*THE DATA*:
####

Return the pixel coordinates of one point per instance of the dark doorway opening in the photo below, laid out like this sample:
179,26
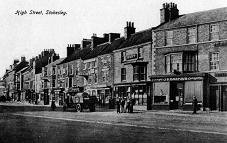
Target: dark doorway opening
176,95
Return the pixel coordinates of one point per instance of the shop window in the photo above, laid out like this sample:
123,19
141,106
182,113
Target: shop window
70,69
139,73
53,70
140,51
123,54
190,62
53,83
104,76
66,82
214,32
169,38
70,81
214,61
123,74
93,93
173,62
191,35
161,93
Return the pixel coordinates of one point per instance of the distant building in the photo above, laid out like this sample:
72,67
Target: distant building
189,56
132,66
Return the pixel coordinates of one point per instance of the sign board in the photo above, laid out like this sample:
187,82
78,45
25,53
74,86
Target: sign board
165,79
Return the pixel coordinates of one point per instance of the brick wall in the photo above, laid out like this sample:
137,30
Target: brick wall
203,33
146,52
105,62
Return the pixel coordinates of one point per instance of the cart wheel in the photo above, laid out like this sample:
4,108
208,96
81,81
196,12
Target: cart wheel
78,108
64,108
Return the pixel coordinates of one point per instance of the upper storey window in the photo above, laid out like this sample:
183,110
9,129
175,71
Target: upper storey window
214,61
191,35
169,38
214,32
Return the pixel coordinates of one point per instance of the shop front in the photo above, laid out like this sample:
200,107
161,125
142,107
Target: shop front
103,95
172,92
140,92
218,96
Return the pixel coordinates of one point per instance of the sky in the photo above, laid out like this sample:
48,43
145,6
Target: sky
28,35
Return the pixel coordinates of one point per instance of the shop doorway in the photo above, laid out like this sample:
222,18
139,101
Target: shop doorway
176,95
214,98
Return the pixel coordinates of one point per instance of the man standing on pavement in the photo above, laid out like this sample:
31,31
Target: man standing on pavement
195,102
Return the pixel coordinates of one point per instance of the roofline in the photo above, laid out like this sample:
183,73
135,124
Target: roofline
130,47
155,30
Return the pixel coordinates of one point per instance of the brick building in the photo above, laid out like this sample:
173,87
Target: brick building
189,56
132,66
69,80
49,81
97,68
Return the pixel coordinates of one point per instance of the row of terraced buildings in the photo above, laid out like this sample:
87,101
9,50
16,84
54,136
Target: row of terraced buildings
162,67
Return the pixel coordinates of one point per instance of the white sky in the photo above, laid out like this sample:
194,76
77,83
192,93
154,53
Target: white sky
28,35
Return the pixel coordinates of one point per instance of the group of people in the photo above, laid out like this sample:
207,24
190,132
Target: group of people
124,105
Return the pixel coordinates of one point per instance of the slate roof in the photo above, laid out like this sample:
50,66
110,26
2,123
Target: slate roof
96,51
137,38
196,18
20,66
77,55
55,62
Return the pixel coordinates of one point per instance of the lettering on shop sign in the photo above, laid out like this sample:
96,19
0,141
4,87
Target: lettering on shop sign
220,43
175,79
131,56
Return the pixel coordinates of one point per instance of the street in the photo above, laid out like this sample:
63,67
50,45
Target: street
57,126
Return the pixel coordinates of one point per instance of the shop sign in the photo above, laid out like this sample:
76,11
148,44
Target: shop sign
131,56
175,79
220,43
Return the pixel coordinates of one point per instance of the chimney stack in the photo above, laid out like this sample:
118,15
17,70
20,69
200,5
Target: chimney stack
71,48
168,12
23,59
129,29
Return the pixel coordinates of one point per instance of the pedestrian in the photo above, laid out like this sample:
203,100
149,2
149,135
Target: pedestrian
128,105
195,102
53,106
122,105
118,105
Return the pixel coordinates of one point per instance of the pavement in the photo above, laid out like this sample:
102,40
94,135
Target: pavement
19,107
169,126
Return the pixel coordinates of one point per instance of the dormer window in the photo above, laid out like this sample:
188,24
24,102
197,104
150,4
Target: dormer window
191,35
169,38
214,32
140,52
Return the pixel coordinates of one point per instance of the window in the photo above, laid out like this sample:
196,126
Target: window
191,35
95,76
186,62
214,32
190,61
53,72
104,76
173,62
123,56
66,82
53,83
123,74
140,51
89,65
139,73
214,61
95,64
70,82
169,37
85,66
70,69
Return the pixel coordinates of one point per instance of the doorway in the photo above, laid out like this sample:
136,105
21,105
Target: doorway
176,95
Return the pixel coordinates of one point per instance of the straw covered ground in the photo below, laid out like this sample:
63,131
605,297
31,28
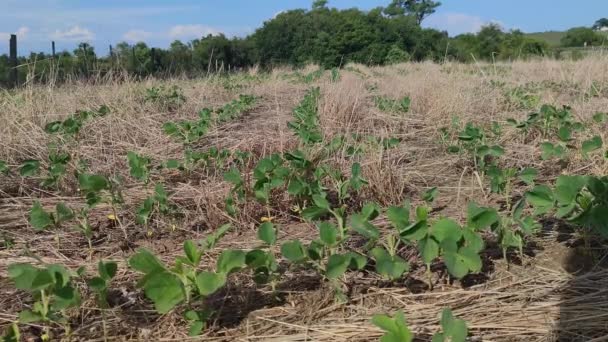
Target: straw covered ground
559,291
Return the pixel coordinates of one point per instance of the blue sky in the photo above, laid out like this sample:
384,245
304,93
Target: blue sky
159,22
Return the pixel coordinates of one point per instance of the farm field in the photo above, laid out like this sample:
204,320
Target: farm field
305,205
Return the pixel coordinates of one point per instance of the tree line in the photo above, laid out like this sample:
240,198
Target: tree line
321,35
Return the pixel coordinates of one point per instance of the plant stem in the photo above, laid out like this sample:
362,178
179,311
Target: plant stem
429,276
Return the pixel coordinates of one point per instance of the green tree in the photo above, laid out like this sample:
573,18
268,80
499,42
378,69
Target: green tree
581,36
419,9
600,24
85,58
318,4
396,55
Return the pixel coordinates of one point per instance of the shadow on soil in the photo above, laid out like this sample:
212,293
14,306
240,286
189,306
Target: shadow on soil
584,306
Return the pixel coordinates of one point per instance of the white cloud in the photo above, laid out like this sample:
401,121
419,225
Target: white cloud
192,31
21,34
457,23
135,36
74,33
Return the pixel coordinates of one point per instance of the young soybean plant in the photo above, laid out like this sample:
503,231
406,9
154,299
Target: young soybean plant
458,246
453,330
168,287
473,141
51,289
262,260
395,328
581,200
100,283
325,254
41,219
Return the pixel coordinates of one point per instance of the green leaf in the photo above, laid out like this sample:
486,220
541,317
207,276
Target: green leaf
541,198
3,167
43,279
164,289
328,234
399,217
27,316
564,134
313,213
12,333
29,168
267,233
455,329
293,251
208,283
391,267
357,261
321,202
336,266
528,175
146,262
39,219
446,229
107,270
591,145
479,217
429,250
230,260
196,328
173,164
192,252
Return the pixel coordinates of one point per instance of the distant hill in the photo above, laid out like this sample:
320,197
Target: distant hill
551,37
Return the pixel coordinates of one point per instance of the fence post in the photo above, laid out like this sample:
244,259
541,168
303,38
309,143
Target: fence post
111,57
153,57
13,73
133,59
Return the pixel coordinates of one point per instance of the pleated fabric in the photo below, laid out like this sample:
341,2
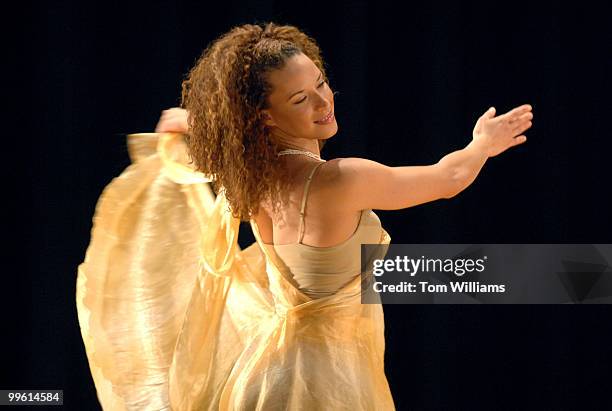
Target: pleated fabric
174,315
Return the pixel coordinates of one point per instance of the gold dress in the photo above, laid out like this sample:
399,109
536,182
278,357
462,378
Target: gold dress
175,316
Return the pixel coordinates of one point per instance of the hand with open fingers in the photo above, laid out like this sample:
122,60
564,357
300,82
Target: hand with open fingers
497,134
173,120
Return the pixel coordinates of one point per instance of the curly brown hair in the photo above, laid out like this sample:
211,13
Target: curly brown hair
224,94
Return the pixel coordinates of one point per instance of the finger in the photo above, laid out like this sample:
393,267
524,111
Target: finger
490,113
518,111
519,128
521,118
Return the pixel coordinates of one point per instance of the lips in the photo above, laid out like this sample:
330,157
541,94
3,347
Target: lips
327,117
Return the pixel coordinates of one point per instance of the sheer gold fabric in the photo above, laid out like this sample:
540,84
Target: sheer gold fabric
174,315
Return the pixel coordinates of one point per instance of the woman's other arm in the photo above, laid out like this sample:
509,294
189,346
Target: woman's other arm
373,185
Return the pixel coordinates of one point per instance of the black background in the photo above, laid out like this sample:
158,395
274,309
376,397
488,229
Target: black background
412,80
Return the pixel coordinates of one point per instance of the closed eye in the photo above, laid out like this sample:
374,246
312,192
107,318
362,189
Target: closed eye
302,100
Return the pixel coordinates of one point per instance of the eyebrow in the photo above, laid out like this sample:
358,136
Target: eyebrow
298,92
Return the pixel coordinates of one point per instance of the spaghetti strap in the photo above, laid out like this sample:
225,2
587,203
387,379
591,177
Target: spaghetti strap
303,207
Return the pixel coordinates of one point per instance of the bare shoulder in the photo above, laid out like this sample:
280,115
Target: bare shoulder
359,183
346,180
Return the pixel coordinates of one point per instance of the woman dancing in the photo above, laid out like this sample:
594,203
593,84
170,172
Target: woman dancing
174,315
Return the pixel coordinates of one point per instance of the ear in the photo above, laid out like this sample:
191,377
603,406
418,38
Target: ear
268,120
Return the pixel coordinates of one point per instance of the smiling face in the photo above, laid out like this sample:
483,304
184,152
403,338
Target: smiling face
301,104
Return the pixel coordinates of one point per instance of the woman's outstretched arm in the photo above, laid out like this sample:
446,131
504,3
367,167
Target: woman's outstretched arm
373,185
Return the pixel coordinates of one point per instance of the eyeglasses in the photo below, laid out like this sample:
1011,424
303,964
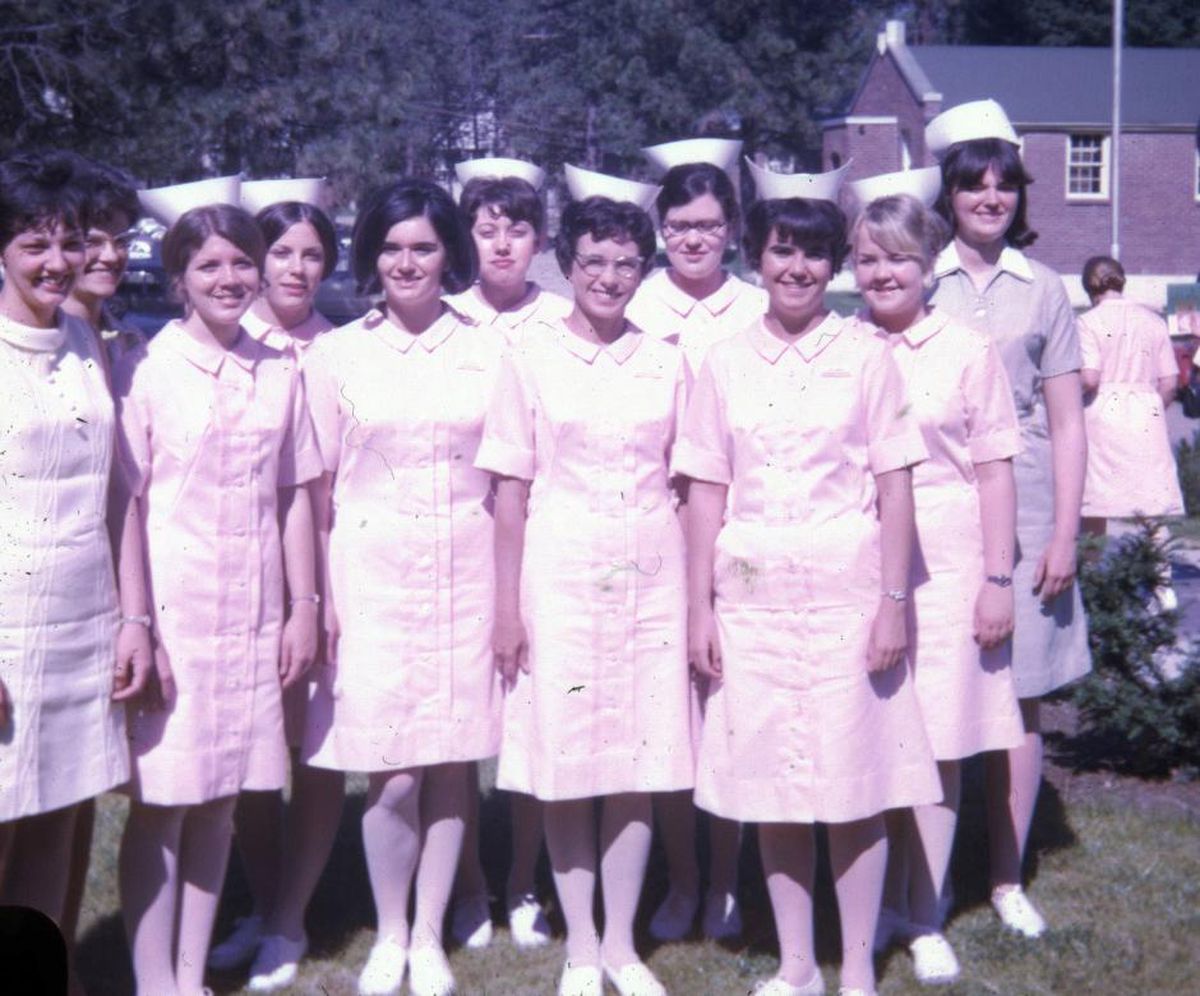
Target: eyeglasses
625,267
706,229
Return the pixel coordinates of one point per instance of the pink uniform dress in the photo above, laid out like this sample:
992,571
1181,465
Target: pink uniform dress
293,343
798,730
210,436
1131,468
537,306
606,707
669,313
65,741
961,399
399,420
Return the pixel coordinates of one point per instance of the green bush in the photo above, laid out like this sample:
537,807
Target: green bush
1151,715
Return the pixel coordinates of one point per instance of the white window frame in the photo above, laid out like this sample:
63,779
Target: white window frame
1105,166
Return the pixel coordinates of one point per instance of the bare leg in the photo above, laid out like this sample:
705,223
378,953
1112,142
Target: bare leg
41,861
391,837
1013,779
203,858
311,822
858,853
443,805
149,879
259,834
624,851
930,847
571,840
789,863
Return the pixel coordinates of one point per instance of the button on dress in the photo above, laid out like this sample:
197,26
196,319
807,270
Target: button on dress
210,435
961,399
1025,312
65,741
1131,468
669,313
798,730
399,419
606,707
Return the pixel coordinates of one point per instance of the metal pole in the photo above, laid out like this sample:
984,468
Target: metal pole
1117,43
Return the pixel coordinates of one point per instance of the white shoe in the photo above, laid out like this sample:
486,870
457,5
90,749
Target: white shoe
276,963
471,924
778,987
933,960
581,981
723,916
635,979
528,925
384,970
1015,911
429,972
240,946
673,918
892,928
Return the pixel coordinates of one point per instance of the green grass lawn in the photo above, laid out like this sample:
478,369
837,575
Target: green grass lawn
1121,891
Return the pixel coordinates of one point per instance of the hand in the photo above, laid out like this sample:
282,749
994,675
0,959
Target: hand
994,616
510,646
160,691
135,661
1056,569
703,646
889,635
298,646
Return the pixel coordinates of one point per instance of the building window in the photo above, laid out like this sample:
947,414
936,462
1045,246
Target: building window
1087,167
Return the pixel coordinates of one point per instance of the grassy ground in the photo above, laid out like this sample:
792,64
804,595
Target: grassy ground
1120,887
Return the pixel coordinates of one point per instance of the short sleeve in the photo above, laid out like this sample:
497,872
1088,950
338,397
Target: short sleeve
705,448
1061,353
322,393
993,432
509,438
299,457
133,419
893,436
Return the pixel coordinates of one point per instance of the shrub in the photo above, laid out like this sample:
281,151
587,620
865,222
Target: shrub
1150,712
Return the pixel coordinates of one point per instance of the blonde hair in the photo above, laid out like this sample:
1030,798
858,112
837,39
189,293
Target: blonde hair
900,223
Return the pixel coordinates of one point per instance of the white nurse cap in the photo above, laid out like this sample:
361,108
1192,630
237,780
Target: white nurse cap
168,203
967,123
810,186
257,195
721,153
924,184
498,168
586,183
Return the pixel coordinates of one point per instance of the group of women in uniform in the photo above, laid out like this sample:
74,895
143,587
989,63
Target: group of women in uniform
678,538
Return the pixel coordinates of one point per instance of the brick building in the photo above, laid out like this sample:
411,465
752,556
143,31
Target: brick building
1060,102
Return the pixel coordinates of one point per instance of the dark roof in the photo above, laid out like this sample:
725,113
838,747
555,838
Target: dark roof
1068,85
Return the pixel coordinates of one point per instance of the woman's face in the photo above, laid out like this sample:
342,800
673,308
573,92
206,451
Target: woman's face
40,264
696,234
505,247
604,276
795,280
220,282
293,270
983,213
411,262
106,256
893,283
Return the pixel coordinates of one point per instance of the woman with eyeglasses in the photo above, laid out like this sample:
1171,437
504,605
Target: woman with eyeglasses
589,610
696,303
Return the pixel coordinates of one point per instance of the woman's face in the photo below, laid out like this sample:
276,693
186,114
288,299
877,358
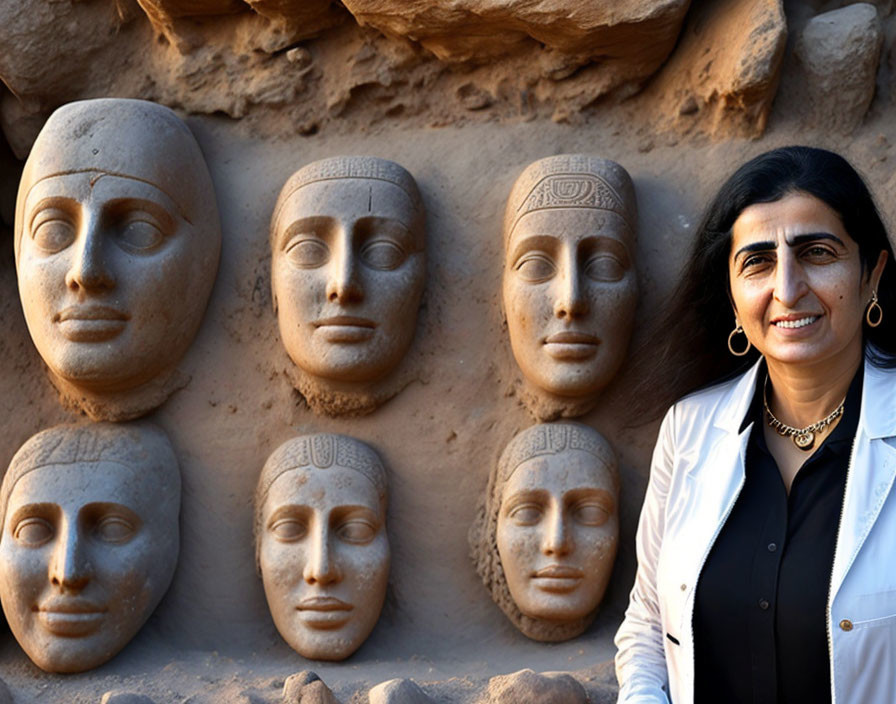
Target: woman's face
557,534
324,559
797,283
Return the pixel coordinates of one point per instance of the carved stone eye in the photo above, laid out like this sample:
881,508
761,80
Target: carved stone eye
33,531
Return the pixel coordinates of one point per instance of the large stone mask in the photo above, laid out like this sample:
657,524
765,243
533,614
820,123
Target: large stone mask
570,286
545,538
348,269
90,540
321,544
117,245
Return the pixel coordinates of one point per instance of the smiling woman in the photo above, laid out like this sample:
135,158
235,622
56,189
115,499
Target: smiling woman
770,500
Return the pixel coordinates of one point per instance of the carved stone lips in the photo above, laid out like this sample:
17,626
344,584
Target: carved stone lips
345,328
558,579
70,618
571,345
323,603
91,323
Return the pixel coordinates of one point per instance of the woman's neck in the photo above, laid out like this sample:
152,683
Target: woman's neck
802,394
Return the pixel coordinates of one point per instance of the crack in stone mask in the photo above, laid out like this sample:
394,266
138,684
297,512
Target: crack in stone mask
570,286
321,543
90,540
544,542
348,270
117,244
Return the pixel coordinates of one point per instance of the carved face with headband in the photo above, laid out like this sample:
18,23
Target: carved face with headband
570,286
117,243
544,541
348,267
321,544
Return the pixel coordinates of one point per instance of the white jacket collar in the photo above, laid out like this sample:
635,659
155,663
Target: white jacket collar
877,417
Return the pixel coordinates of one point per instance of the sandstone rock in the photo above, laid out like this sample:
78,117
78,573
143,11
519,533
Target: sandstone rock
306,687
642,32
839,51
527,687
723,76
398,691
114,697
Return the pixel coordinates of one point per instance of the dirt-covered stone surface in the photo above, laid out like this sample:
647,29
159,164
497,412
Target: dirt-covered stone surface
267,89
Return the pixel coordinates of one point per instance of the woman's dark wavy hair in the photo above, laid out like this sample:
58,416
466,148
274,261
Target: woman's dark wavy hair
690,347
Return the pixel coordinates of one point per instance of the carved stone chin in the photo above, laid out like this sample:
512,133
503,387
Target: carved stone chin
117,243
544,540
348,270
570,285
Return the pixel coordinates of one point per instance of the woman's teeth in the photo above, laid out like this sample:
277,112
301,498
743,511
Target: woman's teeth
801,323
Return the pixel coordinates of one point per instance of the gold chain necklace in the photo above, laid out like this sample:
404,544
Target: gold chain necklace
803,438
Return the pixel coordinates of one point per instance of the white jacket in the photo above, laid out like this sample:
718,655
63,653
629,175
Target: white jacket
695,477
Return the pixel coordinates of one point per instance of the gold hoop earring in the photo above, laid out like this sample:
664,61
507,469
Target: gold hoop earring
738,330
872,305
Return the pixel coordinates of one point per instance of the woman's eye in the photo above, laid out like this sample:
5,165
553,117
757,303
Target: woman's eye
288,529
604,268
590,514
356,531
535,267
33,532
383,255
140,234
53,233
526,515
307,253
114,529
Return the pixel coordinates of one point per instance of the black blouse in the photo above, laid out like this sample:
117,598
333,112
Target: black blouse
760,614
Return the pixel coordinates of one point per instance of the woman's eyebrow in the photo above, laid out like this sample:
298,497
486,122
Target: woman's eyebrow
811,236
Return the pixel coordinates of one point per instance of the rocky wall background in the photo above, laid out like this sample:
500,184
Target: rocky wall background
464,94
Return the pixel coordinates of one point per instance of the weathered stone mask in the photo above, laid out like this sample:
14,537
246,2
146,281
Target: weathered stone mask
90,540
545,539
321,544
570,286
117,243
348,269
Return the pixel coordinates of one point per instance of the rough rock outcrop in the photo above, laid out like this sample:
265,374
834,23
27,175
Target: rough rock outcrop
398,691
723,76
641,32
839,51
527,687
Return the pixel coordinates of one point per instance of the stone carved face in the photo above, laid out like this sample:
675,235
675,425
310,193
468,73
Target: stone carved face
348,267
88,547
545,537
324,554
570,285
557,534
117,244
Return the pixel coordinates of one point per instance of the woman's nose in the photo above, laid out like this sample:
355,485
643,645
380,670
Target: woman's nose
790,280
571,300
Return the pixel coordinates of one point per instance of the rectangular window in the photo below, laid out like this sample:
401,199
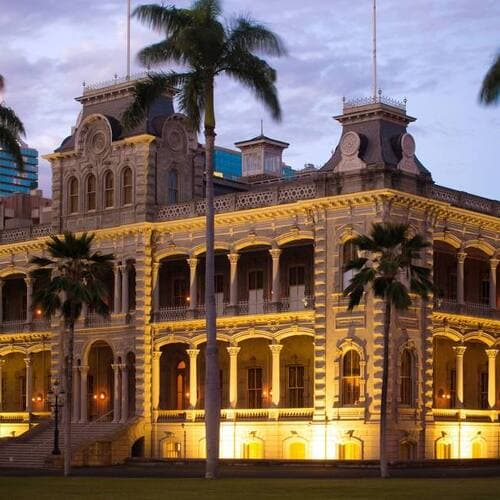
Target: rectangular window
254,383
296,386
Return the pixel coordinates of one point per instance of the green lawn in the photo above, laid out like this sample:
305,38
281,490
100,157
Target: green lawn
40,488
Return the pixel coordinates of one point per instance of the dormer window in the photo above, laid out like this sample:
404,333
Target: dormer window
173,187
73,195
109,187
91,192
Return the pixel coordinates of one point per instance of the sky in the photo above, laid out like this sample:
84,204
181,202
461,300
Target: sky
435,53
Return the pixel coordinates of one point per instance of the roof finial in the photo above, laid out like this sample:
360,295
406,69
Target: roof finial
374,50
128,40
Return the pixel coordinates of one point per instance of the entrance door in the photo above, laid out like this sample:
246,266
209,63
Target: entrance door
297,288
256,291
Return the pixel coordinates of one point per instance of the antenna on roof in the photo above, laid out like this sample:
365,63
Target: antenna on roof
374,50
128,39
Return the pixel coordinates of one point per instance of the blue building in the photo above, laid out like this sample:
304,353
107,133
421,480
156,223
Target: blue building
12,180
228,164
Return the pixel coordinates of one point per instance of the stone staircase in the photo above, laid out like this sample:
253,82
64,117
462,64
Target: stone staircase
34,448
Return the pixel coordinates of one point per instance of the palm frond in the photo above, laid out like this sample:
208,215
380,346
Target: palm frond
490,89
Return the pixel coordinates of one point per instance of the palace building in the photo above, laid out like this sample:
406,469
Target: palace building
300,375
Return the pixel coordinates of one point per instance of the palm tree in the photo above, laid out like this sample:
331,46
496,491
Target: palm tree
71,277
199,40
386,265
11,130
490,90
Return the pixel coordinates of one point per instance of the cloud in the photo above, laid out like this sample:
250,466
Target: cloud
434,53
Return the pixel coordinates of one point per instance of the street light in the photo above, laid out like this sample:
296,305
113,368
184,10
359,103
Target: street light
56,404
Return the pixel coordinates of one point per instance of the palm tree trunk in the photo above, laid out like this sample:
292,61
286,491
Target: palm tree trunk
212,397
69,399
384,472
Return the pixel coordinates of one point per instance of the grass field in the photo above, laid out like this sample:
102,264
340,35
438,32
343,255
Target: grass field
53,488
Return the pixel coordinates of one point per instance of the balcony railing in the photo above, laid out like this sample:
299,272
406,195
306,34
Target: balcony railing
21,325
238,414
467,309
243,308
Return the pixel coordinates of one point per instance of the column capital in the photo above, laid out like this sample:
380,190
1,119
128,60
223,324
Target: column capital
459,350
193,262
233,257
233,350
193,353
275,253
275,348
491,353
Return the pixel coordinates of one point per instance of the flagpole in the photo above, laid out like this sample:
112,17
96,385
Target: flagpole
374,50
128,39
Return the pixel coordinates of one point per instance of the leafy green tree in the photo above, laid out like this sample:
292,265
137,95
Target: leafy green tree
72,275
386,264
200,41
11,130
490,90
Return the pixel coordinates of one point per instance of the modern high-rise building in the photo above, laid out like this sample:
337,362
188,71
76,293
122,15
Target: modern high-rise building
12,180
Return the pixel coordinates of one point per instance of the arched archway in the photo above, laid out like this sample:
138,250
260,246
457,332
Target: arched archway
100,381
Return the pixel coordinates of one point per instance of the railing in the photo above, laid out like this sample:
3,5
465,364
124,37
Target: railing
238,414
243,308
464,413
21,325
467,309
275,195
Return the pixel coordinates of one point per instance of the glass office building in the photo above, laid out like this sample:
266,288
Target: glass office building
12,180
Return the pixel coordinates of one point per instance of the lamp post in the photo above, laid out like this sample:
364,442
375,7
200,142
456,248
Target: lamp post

####

*ACTIVITY*: Every line from the data above that contains "below" must appear in the answer.

*RESPONSE*:
Return the pixel coordinates of one point per instance of the dark doorway opening in the photo below, laid out like this sample:
Return the pixel coordinates of one point per instance of the straw covered ground in the photo below, laid out like this sample:
Return the pixel coordinates of one point per instance of the pleated fabric in the photo below, laid out like this sample:
Return the pixel coordinates of one point per instance of the eyeglasses in the photo below, laid out like this sample:
Return the pixel coordinates of one point per instance of the woman's face in the photo below, laid out like this sample:
Return the pixel coordinates of one point per instance of the rectangular window in the photo below, laid out like this sample:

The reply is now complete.